__Aufgabe A__: Liste alle Namen auf, die im Seitentext in den Überschriften der Beiträge stehen.

__Seitentext__:
# DVB-S2 Dual-Tuner-Karte für Windows Media Center



## ViP94 (15. Juni 2011)

*DVB-S2 Dual-Tuner-Karte für Windows Media Center*

Tja, die Anforderungen stehen ja schon in der Überschrift.
Hat einer von euch in dieser Hinsicht schon Erfahrungen in positiver oder negativer Weise.
Könnt ihr mir eine Karte empfehlen?

mfg

ViP


----------



## Murxwitz (15. Juni 2011)

*AW: DVB-S2 Dual-Tuner-Karte für Windows Media Center*

spontan fällt mir da die Cine S2 ein


----------



## Psytis (15. Juni 2011)

__Aufgabe B__: Gib die Zeilen der Einträge als JSON-Liste von Strings wieder, eine pro Zeile und ohne Leerzeilen. Beginne bei der Zeile mit "Give the mask of every instance of the <item>gray", höre mit dem Ende der Einträge auf und lass die Bilder weg.

__Die Einträge__:
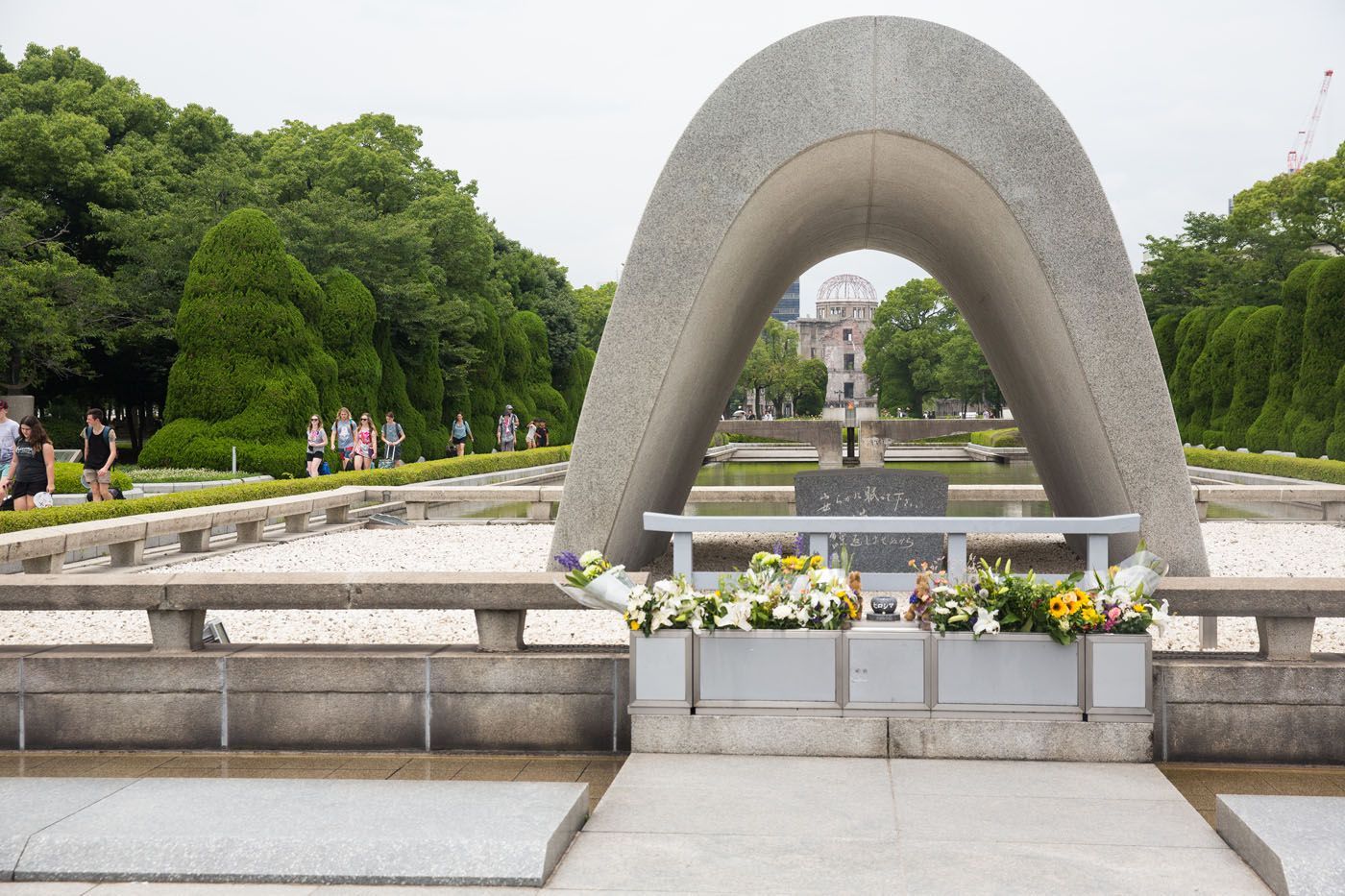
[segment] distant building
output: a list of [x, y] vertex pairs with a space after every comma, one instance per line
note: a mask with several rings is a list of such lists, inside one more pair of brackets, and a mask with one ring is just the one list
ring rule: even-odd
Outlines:
[[799, 281], [795, 280], [790, 284], [790, 288], [784, 291], [780, 296], [780, 301], [775, 303], [775, 311], [771, 316], [780, 323], [790, 323], [791, 320], [799, 319]]
[[855, 274], [831, 277], [818, 289], [816, 318], [799, 318], [790, 324], [799, 331], [799, 354], [820, 358], [827, 365], [829, 408], [850, 401], [855, 408], [876, 408], [863, 373], [863, 338], [873, 327], [878, 293], [873, 284]]

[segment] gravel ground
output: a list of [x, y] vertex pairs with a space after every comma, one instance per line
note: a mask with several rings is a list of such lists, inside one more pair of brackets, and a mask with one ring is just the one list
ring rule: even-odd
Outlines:
[[[1323, 523], [1215, 522], [1202, 526], [1210, 572], [1216, 576], [1345, 576], [1345, 526]], [[697, 566], [733, 569], [773, 537], [737, 533], [697, 537]], [[390, 572], [542, 570], [551, 542], [550, 525], [455, 525], [389, 530], [366, 529], [315, 535], [281, 545], [206, 557], [147, 570], [176, 572]], [[1065, 572], [1077, 561], [1059, 535], [972, 535], [972, 554], [1011, 557], [1015, 569]], [[671, 569], [671, 550], [652, 565]], [[227, 611], [211, 613], [235, 642], [272, 643], [473, 643], [469, 611]], [[143, 612], [11, 612], [0, 643], [147, 643]], [[621, 644], [625, 628], [615, 613], [533, 611], [526, 639], [537, 644]], [[1220, 622], [1220, 650], [1255, 650], [1254, 619]], [[1197, 623], [1176, 619], [1155, 638], [1155, 650], [1196, 650]], [[1313, 648], [1345, 652], [1345, 619], [1318, 619]]]

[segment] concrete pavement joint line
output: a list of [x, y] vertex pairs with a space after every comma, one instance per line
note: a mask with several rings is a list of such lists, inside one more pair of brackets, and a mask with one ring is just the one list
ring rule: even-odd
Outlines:
[[67, 818], [74, 818], [75, 815], [78, 815], [79, 813], [82, 813], [86, 809], [89, 809], [90, 806], [97, 806], [98, 803], [101, 803], [102, 800], [108, 799], [109, 796], [114, 796], [116, 794], [120, 794], [121, 791], [126, 790], [128, 787], [132, 787], [133, 784], [136, 784], [136, 783], [139, 783], [141, 780], [144, 780], [144, 779], [141, 779], [141, 778], [132, 778], [130, 780], [125, 782], [121, 787], [117, 787], [112, 792], [104, 794], [102, 796], [98, 796], [97, 799], [94, 799], [91, 803], [85, 803], [83, 806], [79, 806], [78, 809], [71, 810], [67, 815], [62, 815], [56, 821], [50, 822], [47, 825], [43, 825], [38, 830], [35, 830], [31, 834], [28, 834], [24, 838], [24, 841], [23, 841], [23, 848], [19, 849], [19, 854], [15, 856], [13, 868], [9, 869], [9, 880], [15, 880], [16, 879], [16, 876], [19, 873], [19, 865], [23, 864], [23, 854], [26, 852], [28, 852], [28, 845], [32, 844], [32, 838], [34, 837], [36, 837], [42, 831], [47, 830], [52, 825], [59, 825], [61, 822], [66, 821]]

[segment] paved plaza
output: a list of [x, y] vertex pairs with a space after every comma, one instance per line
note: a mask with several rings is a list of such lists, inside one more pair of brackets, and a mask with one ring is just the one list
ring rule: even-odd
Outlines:
[[[545, 892], [1262, 893], [1212, 827], [1215, 795], [1345, 796], [1334, 767], [655, 753], [7, 753], [0, 776], [588, 783], [592, 814]], [[89, 892], [479, 891], [0, 884], [0, 896]]]

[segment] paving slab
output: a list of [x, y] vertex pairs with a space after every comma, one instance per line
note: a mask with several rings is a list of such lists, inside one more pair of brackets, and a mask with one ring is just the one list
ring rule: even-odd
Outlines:
[[632, 753], [546, 892], [1264, 893], [1154, 767]]
[[1220, 794], [1215, 825], [1280, 896], [1345, 893], [1345, 796]]
[[0, 778], [0, 880], [9, 880], [34, 834], [126, 787], [105, 778]]
[[121, 790], [28, 837], [15, 880], [538, 887], [588, 813], [582, 783], [81, 783]]

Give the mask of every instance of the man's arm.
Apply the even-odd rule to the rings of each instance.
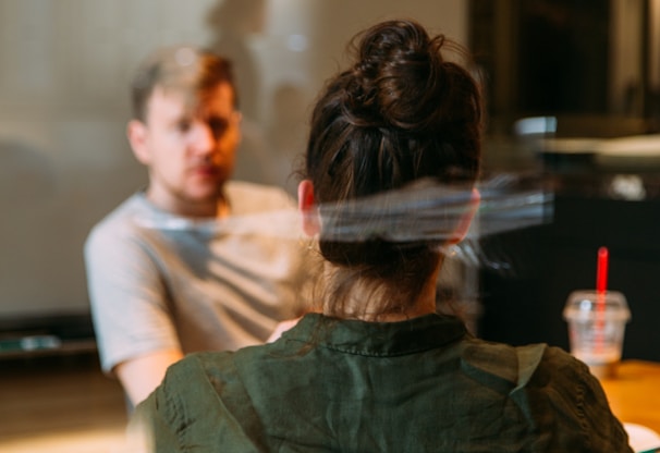
[[[158,351],[122,362],[113,369],[133,406],[160,384],[170,365],[183,358],[178,350]]]

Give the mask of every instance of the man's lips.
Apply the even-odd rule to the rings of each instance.
[[[215,177],[220,174],[220,169],[216,166],[199,166],[194,167],[192,173],[198,176]]]

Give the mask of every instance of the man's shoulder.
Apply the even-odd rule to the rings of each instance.
[[[91,228],[87,242],[131,234],[131,231],[136,228],[134,222],[136,213],[144,212],[147,209],[144,196],[140,193],[133,194]]]

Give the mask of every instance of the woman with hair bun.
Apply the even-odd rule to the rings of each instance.
[[[140,404],[149,451],[632,452],[588,368],[437,314],[443,250],[478,205],[478,83],[413,21],[354,40],[318,98],[298,205],[310,313],[277,341],[190,355]]]

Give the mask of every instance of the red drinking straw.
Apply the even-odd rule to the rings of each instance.
[[[600,247],[598,249],[598,269],[596,273],[596,292],[598,294],[606,293],[608,289],[608,247]],[[604,301],[603,301],[604,303]]]
[[[596,271],[596,351],[602,350],[602,331],[604,329],[606,292],[608,291],[608,261],[607,247],[598,249],[598,265]]]

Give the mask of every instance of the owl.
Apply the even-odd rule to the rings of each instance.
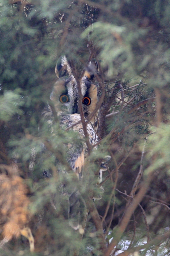
[[[50,98],[59,117],[60,126],[61,128],[66,128],[75,125],[72,130],[78,132],[80,137],[82,138],[84,136],[78,108],[77,82],[65,56],[60,57],[57,61],[55,72],[58,79],[53,86]],[[93,74],[86,71],[81,81],[83,107],[84,116],[87,118],[95,109],[98,101],[97,89],[92,82],[93,77]],[[48,119],[49,124],[52,123],[52,114],[49,106],[43,111],[42,115],[46,120]],[[95,144],[98,139],[95,130],[95,119],[93,117],[87,127],[92,145]],[[77,123],[79,123],[76,124]],[[67,151],[67,160],[80,179],[87,151],[86,146],[85,143],[78,147],[72,145]]]
[[[84,117],[88,120],[95,109],[98,102],[97,91],[96,86],[93,83],[92,80],[94,75],[90,64],[87,67],[80,81],[81,89],[82,95],[82,104]],[[50,98],[53,103],[55,110],[59,120],[60,126],[62,130],[70,128],[78,134],[80,140],[82,142],[79,143],[68,143],[65,145],[66,152],[66,158],[73,172],[76,174],[78,178],[81,180],[83,175],[83,169],[85,159],[87,155],[87,145],[83,142],[84,137],[83,129],[81,123],[80,110],[78,107],[79,95],[77,82],[74,77],[71,67],[65,56],[61,57],[57,62],[55,72],[58,79],[53,86]],[[53,113],[49,105],[47,106],[43,112],[42,115],[45,118],[49,125],[51,126],[51,132],[55,136],[55,131],[52,128],[54,122]],[[90,143],[94,146],[98,140],[96,129],[97,126],[97,115],[88,120],[87,130]],[[96,147],[94,147],[94,149]],[[57,159],[57,166],[59,163]],[[102,173],[106,170],[105,165],[102,163],[99,172],[99,179],[98,183],[101,180]],[[59,171],[60,170],[58,170]],[[63,170],[62,170],[63,171]],[[48,177],[48,170],[44,171],[45,177]],[[65,186],[63,185],[63,194],[68,194],[69,198],[69,209],[64,214],[69,219],[70,224],[74,229],[78,228],[80,217],[79,206],[82,206],[84,202],[81,199],[81,197],[79,191],[72,188],[69,192],[65,189]],[[98,198],[100,199],[101,196]],[[68,200],[67,201],[68,202]],[[55,208],[55,202],[52,200],[52,203]],[[84,209],[86,208],[84,206]]]

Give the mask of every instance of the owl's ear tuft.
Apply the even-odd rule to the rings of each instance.
[[[71,69],[65,55],[61,56],[58,60],[55,72],[58,78],[66,75]]]

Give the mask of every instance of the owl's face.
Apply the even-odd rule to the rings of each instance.
[[[55,72],[59,79],[54,85],[50,98],[55,111],[59,115],[80,113],[77,82],[65,56],[61,56],[58,60]],[[86,71],[81,81],[82,103],[86,118],[94,110],[98,100],[97,88],[92,83],[92,76]]]

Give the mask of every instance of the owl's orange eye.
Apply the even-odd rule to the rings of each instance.
[[[90,105],[91,103],[91,100],[90,98],[88,97],[84,97],[83,99],[83,103],[85,105]]]
[[[66,95],[61,95],[60,97],[60,101],[61,103],[65,103],[68,101],[68,97]]]

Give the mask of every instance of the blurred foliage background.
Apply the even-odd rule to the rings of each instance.
[[[0,162],[10,165],[15,161],[29,188],[34,255],[78,256],[75,252],[80,250],[79,256],[107,255],[100,245],[90,210],[81,241],[81,231],[69,227],[65,216],[68,198],[58,192],[64,178],[58,175],[53,150],[61,149],[64,158],[63,145],[78,143],[76,135],[61,133],[56,123],[54,138],[42,115],[56,80],[56,61],[63,54],[77,78],[89,61],[95,59],[99,72],[94,82],[99,98],[102,88],[105,90],[98,149],[85,167],[92,174],[81,186],[71,176],[67,179],[86,201],[89,187],[100,193],[96,185],[94,174],[99,167],[95,160],[102,154],[111,156],[103,178],[105,192],[94,203],[103,219],[107,246],[126,211],[130,200],[127,195],[133,197],[142,181],[150,177],[142,209],[136,207],[110,255],[143,244],[147,236],[149,243],[168,229],[170,12],[168,0],[0,0]],[[52,150],[43,161],[41,145],[45,139],[52,141]],[[33,149],[37,155],[31,170]],[[45,179],[43,170],[49,166],[52,177]],[[3,222],[1,219],[2,226]],[[169,240],[164,241],[163,246],[157,242],[136,251],[139,255],[168,255]],[[1,255],[29,255],[28,243],[23,237],[14,238]],[[135,249],[132,250],[133,254]]]

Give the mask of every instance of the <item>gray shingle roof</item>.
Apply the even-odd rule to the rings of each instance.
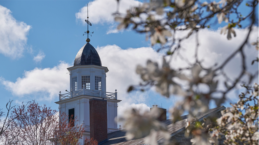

__Antwort zur Aufgabe A__: ViP94, Murxwitz, Psytis

__Antwort zur Aufgabe B__:
[
  "Give the mask of every instance of the <item>gray shingle roof</item>.",
  "Apply the even-odd rule to the rings of each instance."
]